▶ [PROVIDED PASSAGE]:
Molecular mapping of a site for Cd2+-induced modification of human ether-à-go-go-related gene (hERG) channel activation.

Cd(2+) slows the rate of activation, accelerates the rate of deactivation and shifts the half-points of voltage-dependent activation (V(0.5,act)) and inactivation (V(0.5,inact)) of human ether-à-go-go-related gene (hERG) K(+) channels. To identify specific Cd(2+)-binding sites on the hERG channel, we mutated potential Cd(2+)-coordination residues located in the transmembrane domains or extracellular loops linking these domains, including five Cys, three His, nine Asp and eight Glu residues. Each residue was individually substituted with Ala and the resulting mutant channels heterologously expressed in Xenopus oocytes and their biophysical properties determined with standard two-microelectrode voltage-clamp technique. Cd(2+) at 0.5 mM caused a +36 mV shift of V(0.5,act) and a +18 mV shift of V(0.5,inact) in wild-type channels. Most mutant channels had a similar sensitivity to 0.5 mM Cd(2+). Mutation of single Asp residues located in the S2 (D456, D460) or S3 (D509) domains reduced the Cd(2+)-induced shift in V(0.5,act), but not V(0.5,inact). Combined mutations of two or three of these key Asp residues nearly eliminated the shift induced by 0.5 mM Cd(2+). Mutation of D456, D460 and D509 also reduced the comparatively low-affinity effects of Ca(2+) and Mg(2+) on V(0.5,act). Extracellular Cd(2+) modulates hERG channel activation by binding to a coordination site formed, at least in part, by three Asp residues.

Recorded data
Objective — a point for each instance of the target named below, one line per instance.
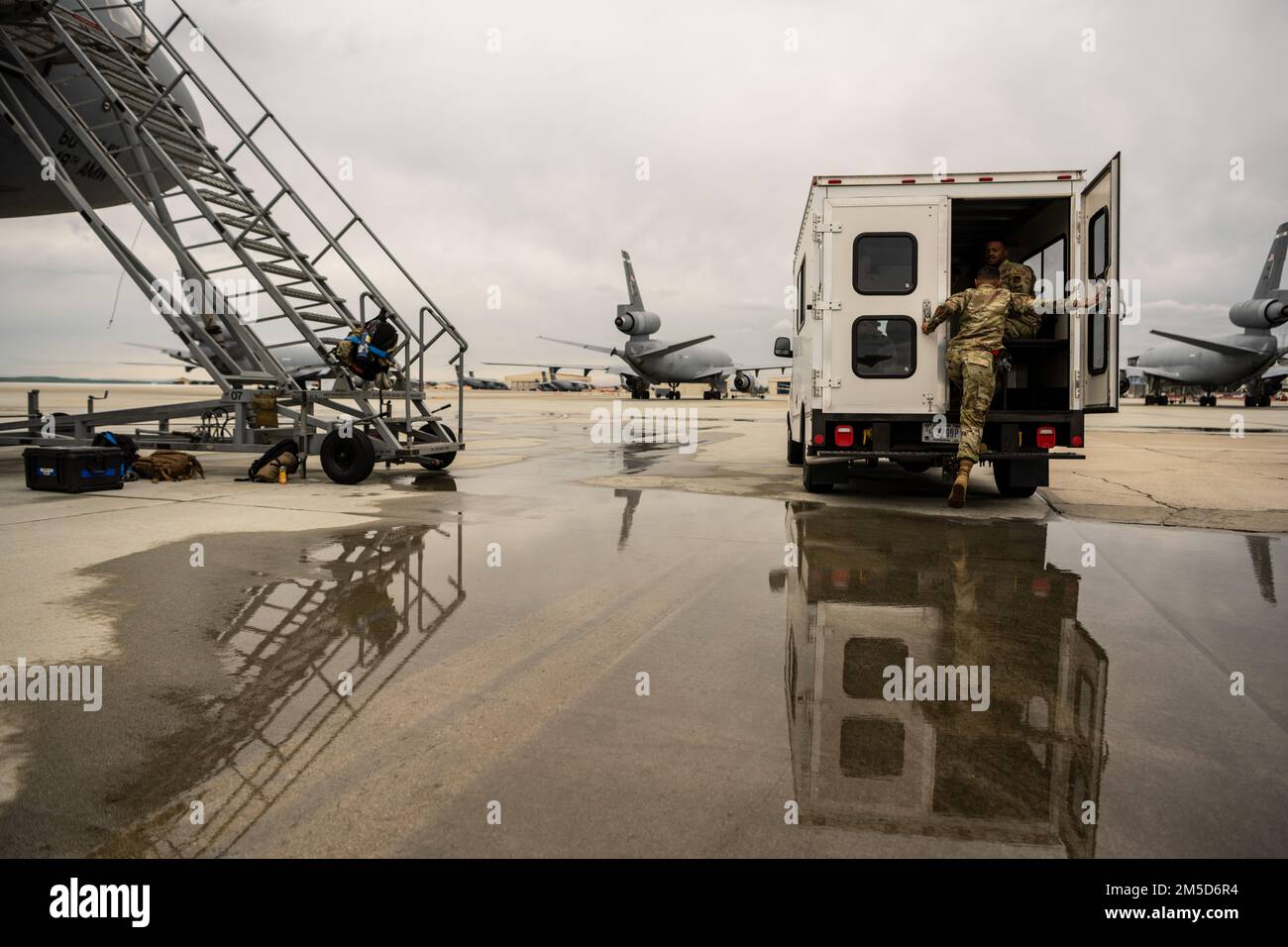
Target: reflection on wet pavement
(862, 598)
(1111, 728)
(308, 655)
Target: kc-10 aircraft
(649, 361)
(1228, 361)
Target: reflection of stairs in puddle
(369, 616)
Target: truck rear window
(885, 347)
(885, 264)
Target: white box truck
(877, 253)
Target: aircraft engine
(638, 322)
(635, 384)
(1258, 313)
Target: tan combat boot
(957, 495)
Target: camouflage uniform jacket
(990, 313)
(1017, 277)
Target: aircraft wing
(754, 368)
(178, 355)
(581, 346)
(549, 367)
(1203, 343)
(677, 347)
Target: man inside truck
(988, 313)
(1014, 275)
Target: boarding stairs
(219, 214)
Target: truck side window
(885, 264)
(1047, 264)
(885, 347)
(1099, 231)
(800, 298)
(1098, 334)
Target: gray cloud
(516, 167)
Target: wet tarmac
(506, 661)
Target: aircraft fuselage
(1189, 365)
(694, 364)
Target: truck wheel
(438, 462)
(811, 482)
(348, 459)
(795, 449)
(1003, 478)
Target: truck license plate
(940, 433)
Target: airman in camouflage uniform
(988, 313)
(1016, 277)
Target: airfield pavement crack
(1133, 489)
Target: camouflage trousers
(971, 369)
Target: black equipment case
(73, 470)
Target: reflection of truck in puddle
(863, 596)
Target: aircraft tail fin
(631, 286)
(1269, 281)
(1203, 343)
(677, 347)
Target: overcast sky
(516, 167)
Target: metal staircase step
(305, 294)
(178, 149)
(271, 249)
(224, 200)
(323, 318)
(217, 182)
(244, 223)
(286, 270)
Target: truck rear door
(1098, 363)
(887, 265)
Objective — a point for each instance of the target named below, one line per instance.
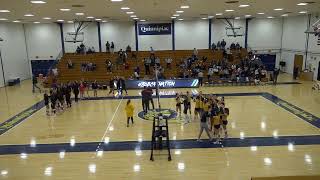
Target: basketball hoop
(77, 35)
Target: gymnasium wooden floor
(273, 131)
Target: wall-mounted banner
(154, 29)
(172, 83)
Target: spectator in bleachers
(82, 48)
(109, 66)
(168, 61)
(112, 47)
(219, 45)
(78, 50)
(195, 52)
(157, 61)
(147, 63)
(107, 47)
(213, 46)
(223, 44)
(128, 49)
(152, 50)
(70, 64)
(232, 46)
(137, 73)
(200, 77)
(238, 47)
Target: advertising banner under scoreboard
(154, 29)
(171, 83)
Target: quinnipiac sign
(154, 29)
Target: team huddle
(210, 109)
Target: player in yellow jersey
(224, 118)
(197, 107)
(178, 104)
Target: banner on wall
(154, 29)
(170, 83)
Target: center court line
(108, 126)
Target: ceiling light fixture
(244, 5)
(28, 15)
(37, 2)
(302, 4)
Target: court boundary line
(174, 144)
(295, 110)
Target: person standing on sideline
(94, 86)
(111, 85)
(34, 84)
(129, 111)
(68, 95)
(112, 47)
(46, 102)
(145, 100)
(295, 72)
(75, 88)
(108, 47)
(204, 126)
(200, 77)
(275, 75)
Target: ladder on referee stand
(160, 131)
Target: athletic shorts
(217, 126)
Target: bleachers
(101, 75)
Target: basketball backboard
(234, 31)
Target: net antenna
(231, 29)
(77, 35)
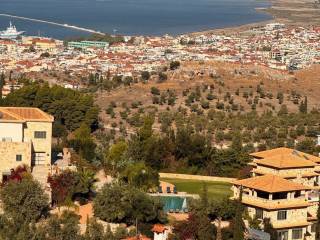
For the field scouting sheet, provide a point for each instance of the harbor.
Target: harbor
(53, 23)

▶ [PROBLEM TO SOLVE]:
Answer these questions using the abstract on Cd2+ modification of hERG channels.
(a) By how much did 0.5 mM Cd2+ shift V(0.5,act) in wild-type channels?
(b) In which domain is the residue D509 located?
(c) In what cells were the mutant channels heterologously expressed?

▶ [RESPONSE AREA]:
(a) +36 mV
(b) S3
(c) Xenopus oocytes